TASK TO COMPLETE -> Leaving out the pictures, restate each record below word for word.

GIVEN DATA ->
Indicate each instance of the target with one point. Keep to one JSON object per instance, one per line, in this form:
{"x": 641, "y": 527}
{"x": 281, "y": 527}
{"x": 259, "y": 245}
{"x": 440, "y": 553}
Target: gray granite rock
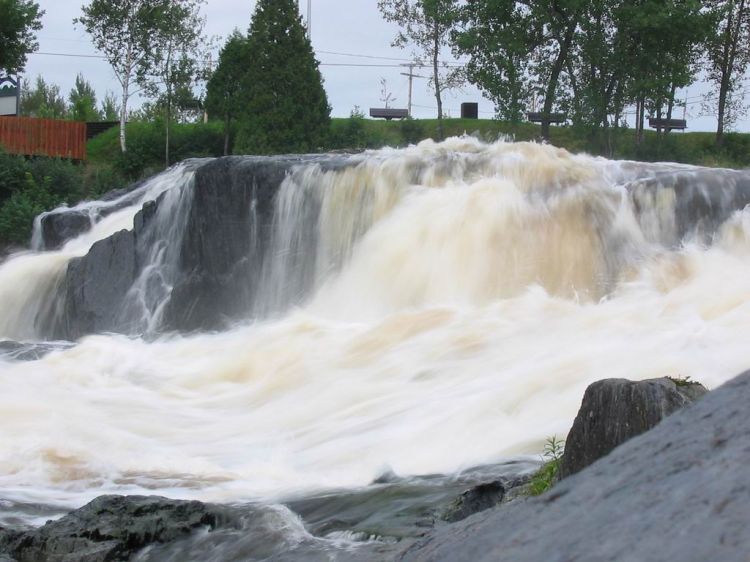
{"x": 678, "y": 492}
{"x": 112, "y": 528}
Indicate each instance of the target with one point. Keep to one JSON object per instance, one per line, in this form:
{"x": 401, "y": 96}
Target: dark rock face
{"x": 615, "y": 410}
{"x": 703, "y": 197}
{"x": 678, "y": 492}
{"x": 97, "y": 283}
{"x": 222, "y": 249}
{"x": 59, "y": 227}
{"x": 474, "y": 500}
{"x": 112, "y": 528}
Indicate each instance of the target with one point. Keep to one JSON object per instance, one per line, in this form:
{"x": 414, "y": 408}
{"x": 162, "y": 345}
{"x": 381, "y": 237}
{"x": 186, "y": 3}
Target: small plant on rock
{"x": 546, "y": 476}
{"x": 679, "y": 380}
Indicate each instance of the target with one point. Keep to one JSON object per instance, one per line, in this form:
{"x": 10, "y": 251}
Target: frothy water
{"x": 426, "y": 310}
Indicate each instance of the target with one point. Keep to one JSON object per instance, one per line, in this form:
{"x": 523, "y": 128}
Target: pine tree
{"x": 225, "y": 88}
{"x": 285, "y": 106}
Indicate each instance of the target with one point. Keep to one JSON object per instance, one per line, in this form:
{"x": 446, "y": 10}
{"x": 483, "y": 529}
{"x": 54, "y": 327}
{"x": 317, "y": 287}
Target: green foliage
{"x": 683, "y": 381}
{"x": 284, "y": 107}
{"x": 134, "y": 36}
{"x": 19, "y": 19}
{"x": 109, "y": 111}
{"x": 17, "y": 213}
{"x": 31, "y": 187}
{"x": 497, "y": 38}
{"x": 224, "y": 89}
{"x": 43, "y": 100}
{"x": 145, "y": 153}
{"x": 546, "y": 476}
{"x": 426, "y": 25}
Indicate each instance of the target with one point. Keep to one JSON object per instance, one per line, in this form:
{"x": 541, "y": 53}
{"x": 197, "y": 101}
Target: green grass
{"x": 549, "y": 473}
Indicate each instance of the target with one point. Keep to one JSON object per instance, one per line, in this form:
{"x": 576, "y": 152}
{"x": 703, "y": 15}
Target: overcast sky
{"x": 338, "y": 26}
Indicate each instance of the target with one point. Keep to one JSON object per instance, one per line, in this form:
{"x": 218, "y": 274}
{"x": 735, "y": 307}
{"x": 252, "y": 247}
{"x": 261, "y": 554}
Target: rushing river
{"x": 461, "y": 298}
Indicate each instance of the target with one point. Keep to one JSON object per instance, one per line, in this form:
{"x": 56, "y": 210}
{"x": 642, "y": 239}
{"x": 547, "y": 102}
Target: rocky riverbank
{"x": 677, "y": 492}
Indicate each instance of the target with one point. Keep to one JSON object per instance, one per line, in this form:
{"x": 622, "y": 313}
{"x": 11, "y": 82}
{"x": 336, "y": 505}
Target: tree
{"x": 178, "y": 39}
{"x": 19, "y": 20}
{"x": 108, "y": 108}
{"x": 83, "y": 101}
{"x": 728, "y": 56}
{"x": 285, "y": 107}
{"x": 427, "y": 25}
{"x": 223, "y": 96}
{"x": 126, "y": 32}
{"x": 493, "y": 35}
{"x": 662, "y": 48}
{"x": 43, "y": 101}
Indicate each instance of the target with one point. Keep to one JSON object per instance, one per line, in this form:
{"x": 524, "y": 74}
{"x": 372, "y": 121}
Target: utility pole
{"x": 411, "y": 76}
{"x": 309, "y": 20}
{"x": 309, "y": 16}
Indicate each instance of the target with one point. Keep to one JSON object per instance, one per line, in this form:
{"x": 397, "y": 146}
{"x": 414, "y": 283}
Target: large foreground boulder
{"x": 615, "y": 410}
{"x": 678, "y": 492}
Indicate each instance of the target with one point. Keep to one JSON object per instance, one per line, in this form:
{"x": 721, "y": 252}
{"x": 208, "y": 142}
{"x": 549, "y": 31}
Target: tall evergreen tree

TASK OUTPUT ->
Indicate each instance of the target with one point. Keep to one JSON object per instance, one per line, in this form:
{"x": 641, "y": 527}
{"x": 281, "y": 527}
{"x": 259, "y": 245}
{"x": 440, "y": 553}
Target: gray granite rock
{"x": 678, "y": 492}
{"x": 112, "y": 528}
Indicate each instance of the target with one point. Keep to one JSON object per instance, one per line, in this form:
{"x": 401, "y": 96}
Target: dark rock face
{"x": 615, "y": 410}
{"x": 703, "y": 197}
{"x": 678, "y": 492}
{"x": 97, "y": 283}
{"x": 222, "y": 249}
{"x": 59, "y": 227}
{"x": 474, "y": 500}
{"x": 112, "y": 528}
Indicate each instance of the target with one point. Keep to one JSON object per instance, one per line, in this form:
{"x": 414, "y": 408}
{"x": 162, "y": 345}
{"x": 381, "y": 237}
{"x": 186, "y": 3}
Target: small plant on rock
{"x": 546, "y": 476}
{"x": 679, "y": 380}
Indicate each instance of the target with one point. Keep to one JSON object per instance, one per line, in this form:
{"x": 10, "y": 251}
Target: frothy water
{"x": 426, "y": 310}
Indicate each instance of the target with one point. Keep to one JSON object per instance, one per line, in this form:
{"x": 523, "y": 128}
Target: pine tree
{"x": 225, "y": 88}
{"x": 285, "y": 106}
Indicate each instance of the target with one point. Keep to one JSON object per instance, one per line, in this form:
{"x": 446, "y": 10}
{"x": 483, "y": 529}
{"x": 54, "y": 327}
{"x": 317, "y": 287}
Target: green foliage
{"x": 683, "y": 381}
{"x": 284, "y": 107}
{"x": 134, "y": 36}
{"x": 19, "y": 19}
{"x": 109, "y": 111}
{"x": 17, "y": 213}
{"x": 31, "y": 187}
{"x": 497, "y": 38}
{"x": 224, "y": 89}
{"x": 43, "y": 100}
{"x": 145, "y": 153}
{"x": 546, "y": 476}
{"x": 426, "y": 25}
Indicate each instance of the target with one point. Keep to one JSON object per instance, one per line, in this form:
{"x": 541, "y": 53}
{"x": 197, "y": 101}
Target: green grass
{"x": 549, "y": 473}
Indicate each instance of the target with one point. Keep to one JSON object per instance, one per line, in this form:
{"x": 576, "y": 152}
{"x": 703, "y": 15}
Target: overcast sky
{"x": 338, "y": 26}
Indicate each instance of the target with one point. Keep to one JSON object per instance, one per line, in this form:
{"x": 218, "y": 274}
{"x": 735, "y": 307}
{"x": 252, "y": 247}
{"x": 261, "y": 554}
Target: rushing river
{"x": 461, "y": 298}
Indicate each instance of the target with one point. Keep to one JSON object per instance, one per line, in this form:
{"x": 56, "y": 210}
{"x": 642, "y": 239}
{"x": 547, "y": 102}
Target: rocky riverbank
{"x": 677, "y": 492}
Indicate each instance of the target with one point. Keep to one JSON object per instance, one per line, in this form:
{"x": 622, "y": 313}
{"x": 11, "y": 82}
{"x": 336, "y": 505}
Target: tree
{"x": 178, "y": 39}
{"x": 19, "y": 20}
{"x": 108, "y": 108}
{"x": 83, "y": 101}
{"x": 728, "y": 56}
{"x": 285, "y": 107}
{"x": 427, "y": 25}
{"x": 223, "y": 96}
{"x": 126, "y": 32}
{"x": 493, "y": 35}
{"x": 662, "y": 48}
{"x": 43, "y": 101}
Indicate each instance of the target with one point. Keep to one JSON object per instance, one per line, in this form:
{"x": 524, "y": 74}
{"x": 372, "y": 121}
Target: utility pole
{"x": 411, "y": 76}
{"x": 309, "y": 20}
{"x": 309, "y": 16}
Indicate each instance of the target with one point. Keep to one JSON object per instance, one per line, in this form:
{"x": 397, "y": 146}
{"x": 414, "y": 283}
Target: large foreground boulder
{"x": 615, "y": 410}
{"x": 678, "y": 492}
Indicate each instance of the target with one point. Keep to one JSON object per instance, one per line, in this form:
{"x": 721, "y": 252}
{"x": 208, "y": 142}
{"x": 549, "y": 31}
Target: tall evergreen tree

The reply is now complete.